╭──
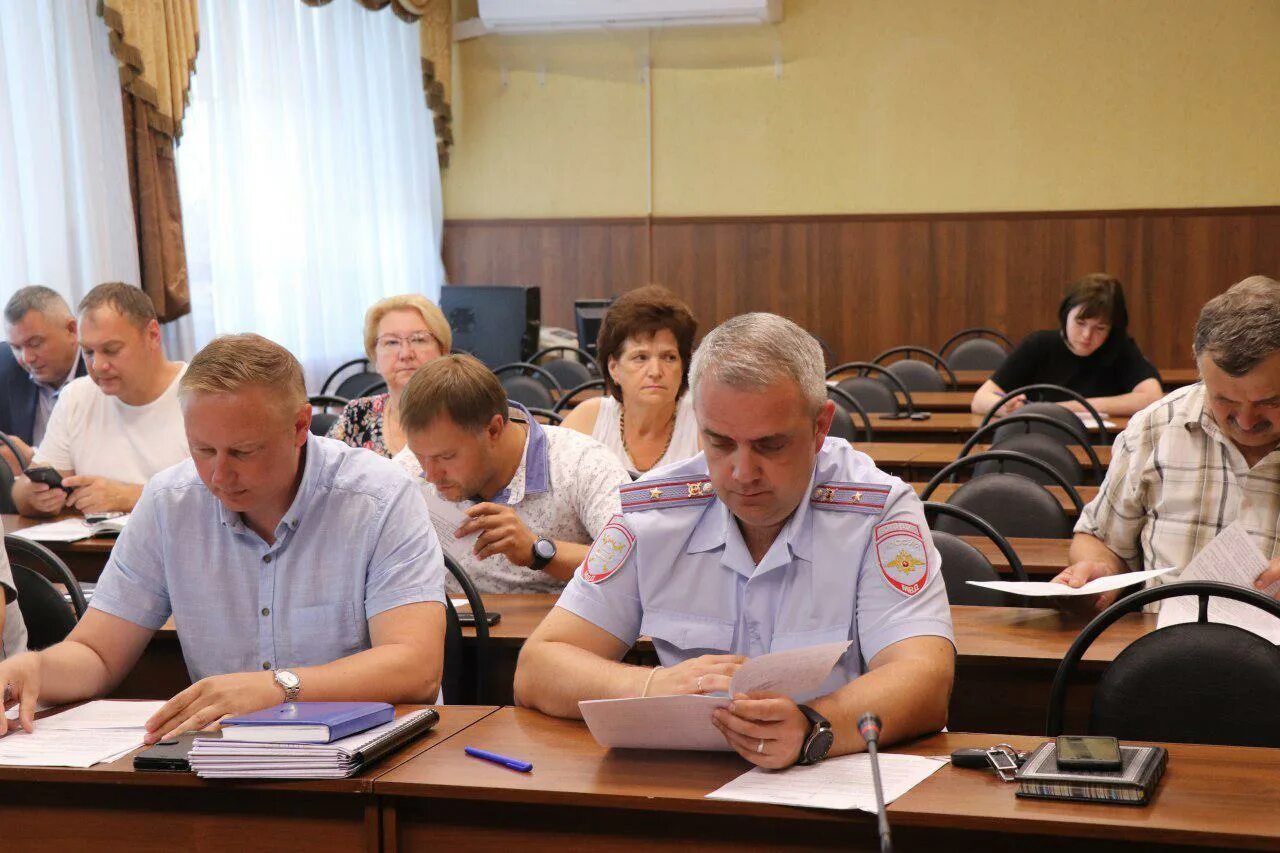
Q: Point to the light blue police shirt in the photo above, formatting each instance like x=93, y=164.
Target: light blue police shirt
x=855, y=561
x=355, y=543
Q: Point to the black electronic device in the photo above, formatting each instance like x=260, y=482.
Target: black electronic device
x=169, y=755
x=466, y=619
x=498, y=324
x=48, y=475
x=1080, y=752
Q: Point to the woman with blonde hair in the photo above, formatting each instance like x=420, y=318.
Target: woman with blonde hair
x=401, y=334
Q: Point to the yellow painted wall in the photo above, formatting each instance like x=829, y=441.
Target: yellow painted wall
x=883, y=105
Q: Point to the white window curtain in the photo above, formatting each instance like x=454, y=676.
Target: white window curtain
x=307, y=172
x=65, y=213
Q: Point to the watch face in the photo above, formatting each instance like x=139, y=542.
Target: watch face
x=819, y=744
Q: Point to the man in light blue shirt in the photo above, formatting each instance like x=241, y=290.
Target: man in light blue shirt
x=773, y=538
x=295, y=566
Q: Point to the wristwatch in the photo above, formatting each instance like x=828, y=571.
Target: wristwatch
x=818, y=742
x=289, y=683
x=544, y=551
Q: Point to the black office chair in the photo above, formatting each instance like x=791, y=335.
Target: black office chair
x=1038, y=445
x=918, y=375
x=360, y=383
x=1040, y=389
x=49, y=616
x=1192, y=683
x=567, y=372
x=529, y=384
x=876, y=396
x=976, y=352
x=842, y=424
x=570, y=397
x=323, y=415
x=464, y=685
x=545, y=415
x=961, y=562
x=1014, y=505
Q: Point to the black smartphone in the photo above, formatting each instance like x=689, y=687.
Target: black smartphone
x=1075, y=752
x=169, y=755
x=48, y=475
x=466, y=619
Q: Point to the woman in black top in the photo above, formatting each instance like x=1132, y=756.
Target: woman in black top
x=1091, y=352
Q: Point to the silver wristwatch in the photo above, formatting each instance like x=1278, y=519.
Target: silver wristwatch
x=289, y=683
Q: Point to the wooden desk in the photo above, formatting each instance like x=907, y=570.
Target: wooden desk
x=581, y=796
x=951, y=427
x=113, y=807
x=86, y=557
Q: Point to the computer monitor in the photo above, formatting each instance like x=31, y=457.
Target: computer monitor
x=588, y=315
x=496, y=323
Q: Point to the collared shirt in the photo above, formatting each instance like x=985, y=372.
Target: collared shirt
x=48, y=396
x=566, y=489
x=351, y=546
x=1175, y=482
x=855, y=561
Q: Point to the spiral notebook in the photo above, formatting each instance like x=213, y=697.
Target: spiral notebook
x=219, y=758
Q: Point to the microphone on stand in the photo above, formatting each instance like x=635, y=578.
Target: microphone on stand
x=869, y=726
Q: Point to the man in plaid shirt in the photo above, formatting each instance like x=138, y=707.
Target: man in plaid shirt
x=1202, y=457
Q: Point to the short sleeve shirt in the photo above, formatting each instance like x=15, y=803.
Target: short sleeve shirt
x=351, y=546
x=854, y=562
x=566, y=489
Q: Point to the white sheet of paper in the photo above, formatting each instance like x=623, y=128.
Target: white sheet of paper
x=105, y=714
x=67, y=747
x=1232, y=557
x=685, y=721
x=837, y=783
x=447, y=518
x=1047, y=588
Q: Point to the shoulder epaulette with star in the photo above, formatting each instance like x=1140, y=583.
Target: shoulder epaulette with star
x=850, y=497
x=656, y=495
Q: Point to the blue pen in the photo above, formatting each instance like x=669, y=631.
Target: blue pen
x=515, y=763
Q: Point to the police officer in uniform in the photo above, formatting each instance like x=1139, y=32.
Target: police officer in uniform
x=776, y=537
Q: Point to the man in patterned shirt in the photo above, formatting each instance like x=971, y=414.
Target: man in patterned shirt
x=535, y=496
x=1198, y=460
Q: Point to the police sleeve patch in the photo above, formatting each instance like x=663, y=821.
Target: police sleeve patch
x=903, y=556
x=608, y=552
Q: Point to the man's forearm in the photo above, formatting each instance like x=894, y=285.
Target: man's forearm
x=553, y=676
x=910, y=697
x=1088, y=548
x=393, y=673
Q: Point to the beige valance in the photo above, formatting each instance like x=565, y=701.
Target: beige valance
x=155, y=42
x=435, y=42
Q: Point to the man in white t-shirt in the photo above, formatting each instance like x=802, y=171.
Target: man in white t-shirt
x=113, y=429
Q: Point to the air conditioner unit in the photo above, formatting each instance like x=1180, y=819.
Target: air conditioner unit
x=545, y=16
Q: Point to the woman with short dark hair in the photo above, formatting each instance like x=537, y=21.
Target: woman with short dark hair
x=1091, y=352
x=645, y=418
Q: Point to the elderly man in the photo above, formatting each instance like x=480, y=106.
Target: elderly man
x=773, y=538
x=41, y=359
x=112, y=430
x=295, y=566
x=1200, y=459
x=535, y=496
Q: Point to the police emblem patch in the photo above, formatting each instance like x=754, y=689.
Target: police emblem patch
x=608, y=552
x=903, y=556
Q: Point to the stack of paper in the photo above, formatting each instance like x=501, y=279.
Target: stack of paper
x=72, y=529
x=218, y=758
x=82, y=737
x=836, y=783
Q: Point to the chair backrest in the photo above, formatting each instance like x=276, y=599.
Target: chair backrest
x=1191, y=683
x=918, y=375
x=963, y=562
x=977, y=354
x=464, y=684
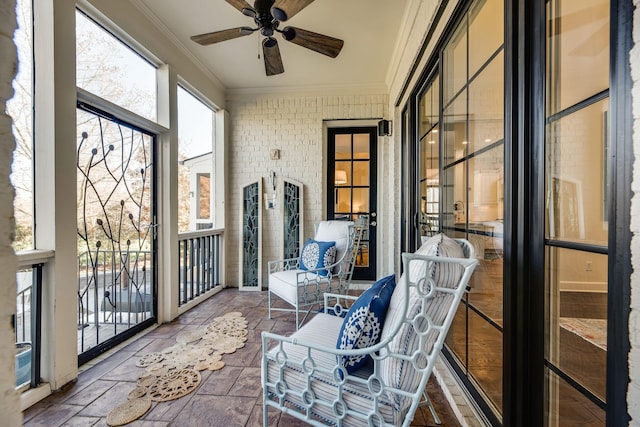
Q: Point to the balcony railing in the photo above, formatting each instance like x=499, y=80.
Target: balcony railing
x=115, y=293
x=200, y=261
x=27, y=320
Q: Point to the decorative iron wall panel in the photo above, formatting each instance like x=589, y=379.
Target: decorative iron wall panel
x=251, y=233
x=292, y=224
╰──
*Task brief:* Render the material above as a Markdown table with the columns Row and Line, numbering each line in sequence and skipping blank lines. Omit the pictures from the table.

*Expected answer:*
| Row | Line |
|---|---|
| 1 | Q: Point to the light blue police shirt in the photo above, formatting each instance like x=93, y=164. |
| 2 | Target: light blue police shirt |
| 3 | x=855, y=561 |
| 4 | x=355, y=543 |
| 5 | Q: Point to the black electronic device in the photo above, formatting each instance like x=260, y=482. |
| 6 | Target: black electronic device |
| 7 | x=169, y=755 |
| 8 | x=466, y=619 |
| 9 | x=498, y=324 |
| 10 | x=48, y=475 |
| 11 | x=1080, y=752 |
| 12 | Q: Point to the woman with blonde hair in the photo above, formatting each instance like x=420, y=318. |
| 13 | Target: woman with blonde hair |
| 14 | x=401, y=334 |
| 15 | Q: Point to the yellow painted wall in the photo above, formatting each instance like x=829, y=441. |
| 16 | Target: yellow painted wall |
| 17 | x=883, y=105 |
| 18 | Q: Point to the white window curtain in the photo above, formatting each instance like x=454, y=676. |
| 19 | Target: white window curtain |
| 20 | x=307, y=172 |
| 21 | x=65, y=213 |
| 22 | Q: Point to the watch face in the photo above, formatting each instance like x=139, y=542. |
| 23 | Target: watch face |
| 24 | x=819, y=744 |
| 25 | Q: Point to the man in light blue shirt in the photo above, formatting each instance like x=241, y=290. |
| 26 | Target: man in light blue shirt |
| 27 | x=773, y=538 |
| 28 | x=295, y=566 |
| 29 | Q: Point to the wristwatch in the photo above, formatting each instance like x=828, y=571. |
| 30 | Target: wristwatch |
| 31 | x=818, y=742 |
| 32 | x=289, y=683 |
| 33 | x=544, y=551 |
| 34 | Q: Point to the black office chair in the photo above, formatting each instance like x=791, y=335. |
| 35 | Target: black office chair |
| 36 | x=1038, y=445 |
| 37 | x=918, y=375 |
| 38 | x=360, y=383 |
| 39 | x=1040, y=389 |
| 40 | x=49, y=616 |
| 41 | x=1192, y=683 |
| 42 | x=567, y=372 |
| 43 | x=529, y=384 |
| 44 | x=876, y=396 |
| 45 | x=976, y=352 |
| 46 | x=842, y=424 |
| 47 | x=570, y=397 |
| 48 | x=323, y=415 |
| 49 | x=464, y=685 |
| 50 | x=545, y=415 |
| 51 | x=961, y=562 |
| 52 | x=1014, y=505 |
| 53 | Q: Point to the black smartphone in the photo above, formatting each instance like x=689, y=687. |
| 54 | Target: black smartphone |
| 55 | x=1075, y=752 |
| 56 | x=169, y=755 |
| 57 | x=48, y=475 |
| 58 | x=466, y=619 |
| 59 | Q: Point to the woman in black top in the photo above, formatting each instance like x=1132, y=756. |
| 60 | Target: woman in black top |
| 61 | x=1091, y=352 |
| 62 | Q: Point to the silver wristwatch in the photo above, formatting each instance like x=1278, y=519. |
| 63 | Target: silver wristwatch |
| 64 | x=289, y=683 |
| 65 | Q: Point to the wooden desk in the photo above, formatting each instance like x=907, y=570. |
| 66 | Target: wooden desk |
| 67 | x=581, y=796 |
| 68 | x=951, y=427 |
| 69 | x=113, y=807 |
| 70 | x=86, y=557 |
| 71 | Q: Point to the computer monitor in the photo above, formatting each instance like x=31, y=457. |
| 72 | Target: computer monitor |
| 73 | x=588, y=315 |
| 74 | x=496, y=323 |
| 75 | Q: Point to the collared shirt in the photo above, formatting each instance like x=985, y=372. |
| 76 | Target: collared shirt |
| 77 | x=48, y=396 |
| 78 | x=566, y=489 |
| 79 | x=351, y=546 |
| 80 | x=1175, y=482 |
| 81 | x=855, y=561 |
| 82 | Q: Point to the spiral notebook in the photo above, formatting each instance like x=213, y=697. |
| 83 | Target: spiral notebook |
| 84 | x=219, y=758 |
| 85 | Q: Point to the microphone on stand in the photo above, formatting each instance like x=635, y=578. |
| 86 | Target: microphone on stand |
| 87 | x=869, y=726 |
| 88 | Q: Point to the man in plaid shirt in the photo above, formatting each instance like x=138, y=707. |
| 89 | Target: man in plaid shirt |
| 90 | x=1202, y=457 |
| 91 | Q: Point to the short sleeve shirt in the photo above, formatting each instance like x=15, y=803. |
| 92 | Target: short sleeve shirt |
| 93 | x=351, y=546 |
| 94 | x=854, y=562 |
| 95 | x=566, y=489 |
| 96 | Q: Point to the white sheet of paper in the photo above, formatting each instance like x=623, y=128. |
| 97 | Target: white sheet of paper |
| 98 | x=105, y=714 |
| 99 | x=67, y=747 |
| 100 | x=1232, y=557 |
| 101 | x=685, y=721 |
| 102 | x=837, y=783 |
| 103 | x=447, y=518 |
| 104 | x=1047, y=588 |
| 105 | Q: Point to the shoulder epaulette with star in the photo above, formatting each instance like x=1140, y=583. |
| 106 | Target: shoulder epaulette with star |
| 107 | x=850, y=497 |
| 108 | x=656, y=495 |
| 109 | Q: Point to the blue pen in the photo above, formatting each instance like x=669, y=631. |
| 110 | Target: blue pen |
| 111 | x=515, y=763 |
| 112 | Q: Point to the police officer in uniform in the photo above, formatting each instance like x=1139, y=32. |
| 113 | Target: police officer in uniform |
| 114 | x=776, y=537 |
| 115 | Q: Point to the man in patterned shirt in the photo above, formatting each instance like x=971, y=414. |
| 116 | Target: man in patterned shirt |
| 117 | x=535, y=496 |
| 118 | x=1198, y=460 |
| 119 | Q: Point to the police sleeve patch in the photo above, formatting each instance like x=663, y=821. |
| 120 | Target: police sleeve patch |
| 121 | x=903, y=556 |
| 122 | x=608, y=552 |
| 123 | Q: Point to the man's forearm in the photo above, formatting each instance like x=894, y=285. |
| 124 | Target: man's forearm |
| 125 | x=553, y=676 |
| 126 | x=910, y=697 |
| 127 | x=1088, y=548 |
| 128 | x=393, y=673 |
| 129 | Q: Point to the beige valance in the photo above, formatting each instance like x=565, y=701. |
| 130 | Target: beige valance |
| 131 | x=155, y=42 |
| 132 | x=435, y=42 |
| 133 | Q: Point to the man in white t-shirt in the photo above, formatting each instance like x=802, y=171. |
| 134 | Target: man in white t-shirt |
| 135 | x=113, y=429 |
| 136 | Q: Point to the air conditioner unit in the photo above, formatting each instance like x=1180, y=819. |
| 137 | Target: air conditioner unit |
| 138 | x=545, y=16 |
| 139 | Q: Point to the woman with short dark hair in the photo above, formatting each instance like x=537, y=21. |
| 140 | Target: woman with short dark hair |
| 141 | x=1091, y=352 |
| 142 | x=645, y=418 |
| 143 | Q: Point to the elderly man in the photo above, formatting each instance like x=480, y=106. |
| 144 | Target: elderly man |
| 145 | x=773, y=538 |
| 146 | x=41, y=359 |
| 147 | x=112, y=430 |
| 148 | x=295, y=566 |
| 149 | x=1200, y=459 |
| 150 | x=535, y=496 |
| 151 | Q: Point to the police emblem patch in the photo above, formatting each instance like x=754, y=689. |
| 152 | Target: police emblem patch |
| 153 | x=608, y=552 |
| 154 | x=903, y=556 |
| 155 | Q: Point to the stack of paper in the photo above, formatting each instance like x=501, y=279. |
| 156 | Target: stack of paper |
| 157 | x=72, y=529 |
| 158 | x=218, y=758 |
| 159 | x=82, y=737 |
| 160 | x=836, y=783 |
| 161 | Q: Point to the chair backrest in the photo above, formatting each instance like x=276, y=599. |
| 162 | Target: chair backrest |
| 163 | x=1191, y=683 |
| 164 | x=918, y=375 |
| 165 | x=963, y=562 |
| 166 | x=977, y=354 |
| 167 | x=464, y=684 |
| 168 | Q: Point to the balcony railing in the photo above, formatting each instance like x=499, y=80. |
| 169 | Target: balcony railing |
| 170 | x=115, y=293 |
| 171 | x=200, y=261 |
| 172 | x=27, y=320 |
| 173 | Q: Point to the decorative iron wall panel in the photo above, formatting each instance like x=589, y=379. |
| 174 | Target: decorative iron wall panel |
| 175 | x=251, y=233 |
| 176 | x=292, y=224 |